Request: Reproduce verbatim the stretch of entries from the beginning through the line containing "x=1317, y=530", including that line, and leave the pictures out of your reply.

★ ★ ★ ★ ★

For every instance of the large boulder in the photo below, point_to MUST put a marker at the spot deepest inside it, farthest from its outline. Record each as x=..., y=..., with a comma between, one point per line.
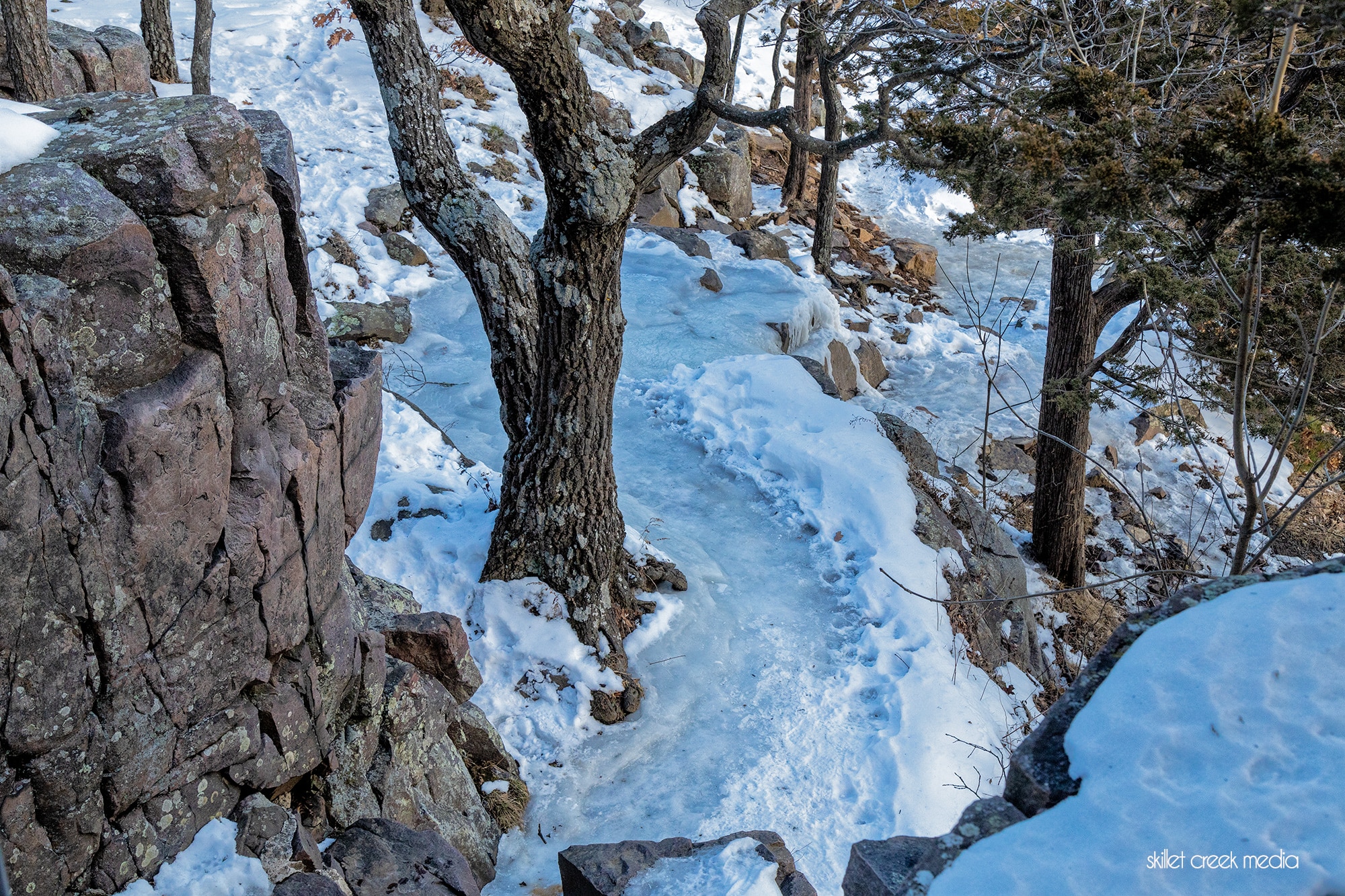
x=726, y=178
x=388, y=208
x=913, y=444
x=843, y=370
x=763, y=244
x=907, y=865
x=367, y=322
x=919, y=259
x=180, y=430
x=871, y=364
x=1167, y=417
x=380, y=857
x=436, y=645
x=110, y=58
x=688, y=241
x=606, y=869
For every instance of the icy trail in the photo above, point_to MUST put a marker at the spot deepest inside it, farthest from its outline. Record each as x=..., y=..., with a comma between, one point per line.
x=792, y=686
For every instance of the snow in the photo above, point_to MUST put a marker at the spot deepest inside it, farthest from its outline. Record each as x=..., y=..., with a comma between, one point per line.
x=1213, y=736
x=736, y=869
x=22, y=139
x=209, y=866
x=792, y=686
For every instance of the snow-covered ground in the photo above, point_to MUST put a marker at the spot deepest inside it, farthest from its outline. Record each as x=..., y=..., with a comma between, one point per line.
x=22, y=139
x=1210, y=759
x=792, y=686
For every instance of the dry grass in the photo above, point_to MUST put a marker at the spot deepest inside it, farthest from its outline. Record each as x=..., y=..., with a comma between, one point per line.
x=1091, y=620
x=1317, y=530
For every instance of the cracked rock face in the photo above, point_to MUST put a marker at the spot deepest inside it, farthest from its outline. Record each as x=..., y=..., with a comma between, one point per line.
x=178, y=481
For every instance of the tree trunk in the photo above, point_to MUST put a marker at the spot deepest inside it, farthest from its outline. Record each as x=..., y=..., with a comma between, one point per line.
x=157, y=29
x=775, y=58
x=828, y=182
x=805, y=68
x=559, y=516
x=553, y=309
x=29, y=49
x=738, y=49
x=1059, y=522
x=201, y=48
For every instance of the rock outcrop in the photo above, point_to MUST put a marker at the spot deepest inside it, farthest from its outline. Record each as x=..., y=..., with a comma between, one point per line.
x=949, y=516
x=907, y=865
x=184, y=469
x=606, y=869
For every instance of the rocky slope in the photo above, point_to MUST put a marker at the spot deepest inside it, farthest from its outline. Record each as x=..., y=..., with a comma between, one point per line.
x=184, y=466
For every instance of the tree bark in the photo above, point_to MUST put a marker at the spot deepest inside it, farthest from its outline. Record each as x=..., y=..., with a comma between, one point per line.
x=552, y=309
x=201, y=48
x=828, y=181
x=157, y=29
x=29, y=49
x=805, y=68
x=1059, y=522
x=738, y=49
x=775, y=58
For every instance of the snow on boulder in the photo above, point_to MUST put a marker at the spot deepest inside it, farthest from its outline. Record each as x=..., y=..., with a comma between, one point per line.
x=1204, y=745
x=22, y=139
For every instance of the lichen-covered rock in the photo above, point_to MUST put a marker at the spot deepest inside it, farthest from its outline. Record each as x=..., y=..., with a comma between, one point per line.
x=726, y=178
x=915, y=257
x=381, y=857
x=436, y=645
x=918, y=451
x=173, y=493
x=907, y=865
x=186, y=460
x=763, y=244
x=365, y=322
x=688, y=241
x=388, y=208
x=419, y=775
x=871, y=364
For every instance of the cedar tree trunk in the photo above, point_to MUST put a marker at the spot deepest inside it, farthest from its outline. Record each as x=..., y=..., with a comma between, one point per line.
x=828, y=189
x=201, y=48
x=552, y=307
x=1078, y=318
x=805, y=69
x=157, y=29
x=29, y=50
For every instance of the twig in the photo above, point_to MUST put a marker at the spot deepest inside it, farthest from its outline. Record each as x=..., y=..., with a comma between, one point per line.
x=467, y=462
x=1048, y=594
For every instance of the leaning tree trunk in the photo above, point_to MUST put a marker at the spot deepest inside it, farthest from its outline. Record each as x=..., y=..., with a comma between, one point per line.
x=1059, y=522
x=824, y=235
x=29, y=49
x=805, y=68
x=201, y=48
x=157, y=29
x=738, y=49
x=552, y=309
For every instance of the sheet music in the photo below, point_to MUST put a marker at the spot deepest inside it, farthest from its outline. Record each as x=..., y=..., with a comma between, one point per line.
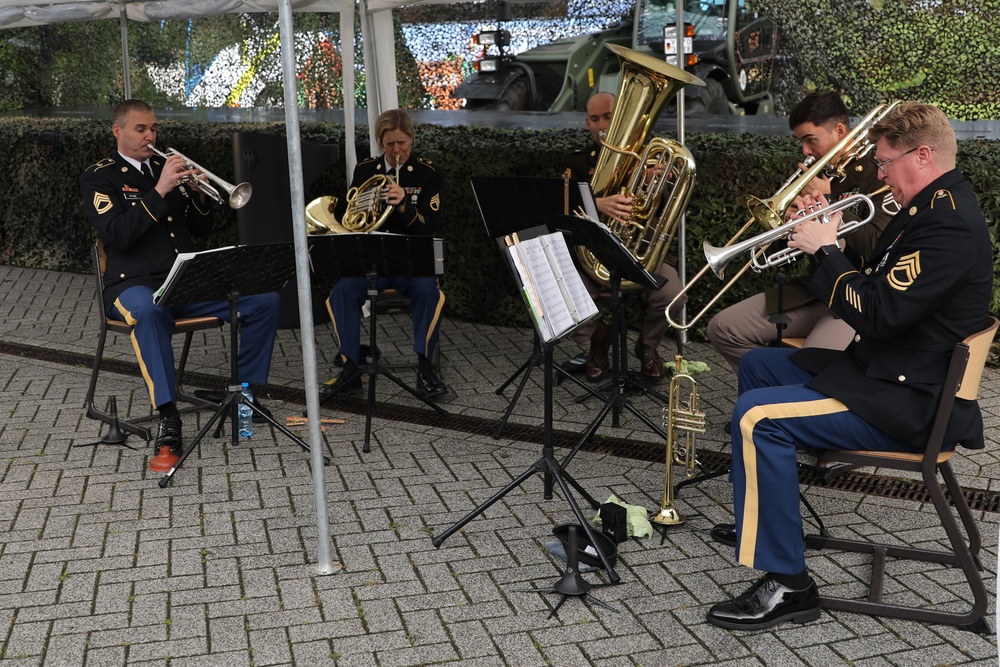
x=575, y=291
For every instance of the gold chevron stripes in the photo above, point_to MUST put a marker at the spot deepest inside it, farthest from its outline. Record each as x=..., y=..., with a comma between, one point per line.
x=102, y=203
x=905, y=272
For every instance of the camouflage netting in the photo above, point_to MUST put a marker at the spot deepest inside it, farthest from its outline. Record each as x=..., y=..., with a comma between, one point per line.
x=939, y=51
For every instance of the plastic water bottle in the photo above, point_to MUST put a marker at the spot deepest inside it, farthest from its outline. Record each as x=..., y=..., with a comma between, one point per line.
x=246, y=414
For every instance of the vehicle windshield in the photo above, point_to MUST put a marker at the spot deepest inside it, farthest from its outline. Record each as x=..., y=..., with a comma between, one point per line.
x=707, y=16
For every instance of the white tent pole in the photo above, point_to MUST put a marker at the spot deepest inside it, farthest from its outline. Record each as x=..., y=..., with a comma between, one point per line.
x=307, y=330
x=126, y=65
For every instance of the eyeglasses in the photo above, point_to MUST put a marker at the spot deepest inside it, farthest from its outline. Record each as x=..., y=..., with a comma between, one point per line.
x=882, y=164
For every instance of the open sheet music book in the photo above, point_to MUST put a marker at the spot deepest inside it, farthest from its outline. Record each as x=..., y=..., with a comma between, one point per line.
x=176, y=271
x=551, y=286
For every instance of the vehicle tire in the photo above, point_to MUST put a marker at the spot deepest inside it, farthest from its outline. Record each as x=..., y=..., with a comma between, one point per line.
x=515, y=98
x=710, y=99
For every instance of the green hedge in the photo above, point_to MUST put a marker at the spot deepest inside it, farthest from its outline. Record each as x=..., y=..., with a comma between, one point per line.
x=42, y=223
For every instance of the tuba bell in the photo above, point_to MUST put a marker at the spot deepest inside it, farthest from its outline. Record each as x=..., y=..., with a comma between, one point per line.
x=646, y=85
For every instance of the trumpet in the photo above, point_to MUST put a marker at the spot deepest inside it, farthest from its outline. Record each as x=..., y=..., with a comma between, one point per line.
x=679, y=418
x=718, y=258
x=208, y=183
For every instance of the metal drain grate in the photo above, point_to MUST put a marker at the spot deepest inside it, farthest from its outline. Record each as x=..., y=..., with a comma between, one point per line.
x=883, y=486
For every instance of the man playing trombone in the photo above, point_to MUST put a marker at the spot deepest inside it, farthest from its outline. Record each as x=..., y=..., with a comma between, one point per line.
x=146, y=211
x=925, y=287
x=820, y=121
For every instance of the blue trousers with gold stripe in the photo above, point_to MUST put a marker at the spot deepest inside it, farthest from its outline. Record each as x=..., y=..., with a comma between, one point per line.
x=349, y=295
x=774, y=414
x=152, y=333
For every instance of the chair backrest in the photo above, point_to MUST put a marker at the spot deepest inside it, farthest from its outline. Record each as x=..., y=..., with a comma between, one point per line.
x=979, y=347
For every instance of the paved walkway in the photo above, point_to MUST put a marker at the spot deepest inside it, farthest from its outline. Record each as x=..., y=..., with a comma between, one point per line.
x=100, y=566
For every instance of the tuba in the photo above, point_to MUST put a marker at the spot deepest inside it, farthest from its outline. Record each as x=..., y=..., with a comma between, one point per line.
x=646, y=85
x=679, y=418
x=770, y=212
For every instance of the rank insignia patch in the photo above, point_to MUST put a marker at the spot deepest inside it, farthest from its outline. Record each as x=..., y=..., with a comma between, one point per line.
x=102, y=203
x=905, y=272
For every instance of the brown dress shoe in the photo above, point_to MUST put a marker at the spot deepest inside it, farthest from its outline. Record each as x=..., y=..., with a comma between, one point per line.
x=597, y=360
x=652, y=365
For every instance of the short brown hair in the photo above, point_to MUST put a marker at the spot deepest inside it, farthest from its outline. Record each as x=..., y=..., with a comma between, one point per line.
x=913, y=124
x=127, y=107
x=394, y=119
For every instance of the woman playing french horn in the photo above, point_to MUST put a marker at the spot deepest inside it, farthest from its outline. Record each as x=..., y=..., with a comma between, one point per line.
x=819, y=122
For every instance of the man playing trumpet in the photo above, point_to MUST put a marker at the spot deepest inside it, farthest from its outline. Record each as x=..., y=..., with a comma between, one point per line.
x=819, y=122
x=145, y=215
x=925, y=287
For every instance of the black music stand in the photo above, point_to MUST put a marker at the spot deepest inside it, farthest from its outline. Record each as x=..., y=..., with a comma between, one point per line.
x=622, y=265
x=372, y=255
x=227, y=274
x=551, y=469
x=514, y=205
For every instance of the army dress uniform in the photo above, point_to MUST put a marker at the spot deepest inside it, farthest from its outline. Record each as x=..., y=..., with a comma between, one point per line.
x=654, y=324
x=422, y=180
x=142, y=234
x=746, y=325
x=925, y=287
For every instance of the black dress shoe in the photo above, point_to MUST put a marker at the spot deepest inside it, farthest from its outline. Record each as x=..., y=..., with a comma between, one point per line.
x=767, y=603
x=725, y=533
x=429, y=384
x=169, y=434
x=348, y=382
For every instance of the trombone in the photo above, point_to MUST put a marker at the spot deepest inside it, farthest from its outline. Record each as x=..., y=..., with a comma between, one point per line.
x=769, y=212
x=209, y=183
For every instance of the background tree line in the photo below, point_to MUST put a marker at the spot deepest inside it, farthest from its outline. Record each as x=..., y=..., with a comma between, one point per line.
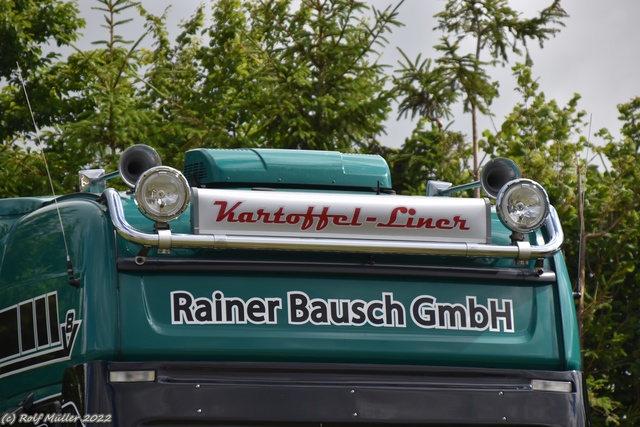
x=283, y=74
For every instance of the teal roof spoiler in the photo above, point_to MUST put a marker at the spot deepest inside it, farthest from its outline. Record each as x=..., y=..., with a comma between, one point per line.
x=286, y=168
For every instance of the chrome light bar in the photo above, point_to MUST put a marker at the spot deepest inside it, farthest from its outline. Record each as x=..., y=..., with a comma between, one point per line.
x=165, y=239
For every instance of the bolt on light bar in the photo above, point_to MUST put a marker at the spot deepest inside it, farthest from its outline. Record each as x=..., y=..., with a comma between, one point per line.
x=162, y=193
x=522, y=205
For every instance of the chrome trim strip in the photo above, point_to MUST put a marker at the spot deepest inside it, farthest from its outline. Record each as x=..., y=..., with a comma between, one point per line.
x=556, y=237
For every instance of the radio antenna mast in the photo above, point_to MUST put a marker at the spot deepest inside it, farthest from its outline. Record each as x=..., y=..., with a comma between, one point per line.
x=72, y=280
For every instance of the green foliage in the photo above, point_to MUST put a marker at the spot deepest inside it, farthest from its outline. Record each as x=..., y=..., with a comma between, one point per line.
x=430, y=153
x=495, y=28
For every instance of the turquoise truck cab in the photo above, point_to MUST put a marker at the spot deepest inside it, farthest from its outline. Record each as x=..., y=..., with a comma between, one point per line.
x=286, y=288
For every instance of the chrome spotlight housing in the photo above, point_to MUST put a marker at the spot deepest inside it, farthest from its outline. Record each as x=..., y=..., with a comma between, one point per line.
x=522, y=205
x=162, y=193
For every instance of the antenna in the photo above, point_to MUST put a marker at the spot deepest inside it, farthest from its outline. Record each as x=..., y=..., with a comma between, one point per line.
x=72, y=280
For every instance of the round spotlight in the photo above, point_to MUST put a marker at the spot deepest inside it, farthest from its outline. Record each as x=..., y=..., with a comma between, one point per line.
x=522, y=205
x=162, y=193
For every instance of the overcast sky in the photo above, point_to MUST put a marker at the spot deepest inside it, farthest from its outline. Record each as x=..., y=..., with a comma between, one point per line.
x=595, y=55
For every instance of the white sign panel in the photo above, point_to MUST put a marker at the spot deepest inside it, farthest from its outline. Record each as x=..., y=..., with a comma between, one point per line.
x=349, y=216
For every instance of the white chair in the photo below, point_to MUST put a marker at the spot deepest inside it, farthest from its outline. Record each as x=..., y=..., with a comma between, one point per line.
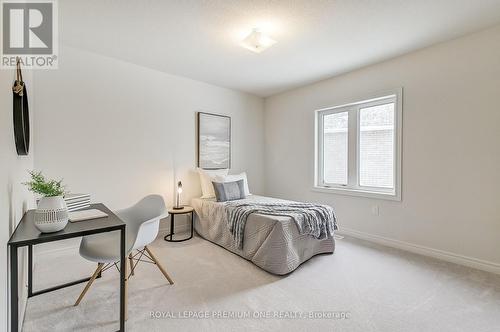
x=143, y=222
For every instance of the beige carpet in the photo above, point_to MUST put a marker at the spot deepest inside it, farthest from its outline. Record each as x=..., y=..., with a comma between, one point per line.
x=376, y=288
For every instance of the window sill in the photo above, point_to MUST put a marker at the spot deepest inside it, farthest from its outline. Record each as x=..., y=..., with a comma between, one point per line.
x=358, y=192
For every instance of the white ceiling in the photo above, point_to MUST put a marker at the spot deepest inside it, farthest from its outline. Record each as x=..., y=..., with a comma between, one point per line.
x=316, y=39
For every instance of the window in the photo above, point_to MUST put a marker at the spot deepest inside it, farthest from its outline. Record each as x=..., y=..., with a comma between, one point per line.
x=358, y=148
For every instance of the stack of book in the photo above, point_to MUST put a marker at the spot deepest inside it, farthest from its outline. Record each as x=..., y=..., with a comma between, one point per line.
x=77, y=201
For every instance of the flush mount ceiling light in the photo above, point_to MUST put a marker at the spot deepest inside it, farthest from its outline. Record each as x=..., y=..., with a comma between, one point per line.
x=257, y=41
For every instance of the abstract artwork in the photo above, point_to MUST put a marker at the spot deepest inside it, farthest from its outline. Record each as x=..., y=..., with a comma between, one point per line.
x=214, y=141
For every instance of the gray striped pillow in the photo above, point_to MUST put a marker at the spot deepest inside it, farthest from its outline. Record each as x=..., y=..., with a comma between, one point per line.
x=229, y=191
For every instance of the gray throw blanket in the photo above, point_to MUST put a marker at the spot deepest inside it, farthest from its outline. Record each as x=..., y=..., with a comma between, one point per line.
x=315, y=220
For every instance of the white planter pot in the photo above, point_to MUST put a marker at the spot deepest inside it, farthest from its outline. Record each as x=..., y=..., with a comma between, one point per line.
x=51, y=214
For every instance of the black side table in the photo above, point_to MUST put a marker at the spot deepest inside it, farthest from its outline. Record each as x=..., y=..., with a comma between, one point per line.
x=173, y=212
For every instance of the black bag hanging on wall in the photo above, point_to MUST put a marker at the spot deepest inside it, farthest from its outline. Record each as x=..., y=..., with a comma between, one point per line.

★ ★ ★ ★ ★

The answer:
For every instance of the large boulder in the photo below, point_to MUST put a marker at the spot deepest inside it, farthest from its outline. Record each as x=..., y=..., with a comma between, one point per line.
x=726, y=178
x=388, y=208
x=913, y=444
x=843, y=370
x=763, y=244
x=907, y=865
x=367, y=322
x=919, y=259
x=180, y=430
x=871, y=364
x=1167, y=417
x=380, y=857
x=436, y=645
x=110, y=58
x=688, y=241
x=606, y=869
For every instance of the icy trail in the photo above, point_to MUST put a marker at the spot deepest inside it, farthest from its outline. Record each as x=..., y=..., with a comma between, one point per line.
x=792, y=686
For every instance of the snow in the photo above, point_to MUST put a marker at the spot deepest inside it, farthest from its outline. Record each as x=..., y=..., with a comma between, one point per line.
x=1213, y=736
x=736, y=869
x=22, y=139
x=209, y=866
x=792, y=686
For every instance of the snow-covered ground in the photo above, point_to MUST put a marker at the spot deepest inside it, farthest from its outline. Record each as x=..., y=..., with a comma between, one point per line.
x=22, y=139
x=1210, y=759
x=792, y=686
For every instance of the dry grass in the photo above, point_to MUST put a marker at the spot deepest inside it, farthest from its outline. Record each as x=..., y=..., with a comma between, one point per line.
x=1091, y=620
x=1317, y=530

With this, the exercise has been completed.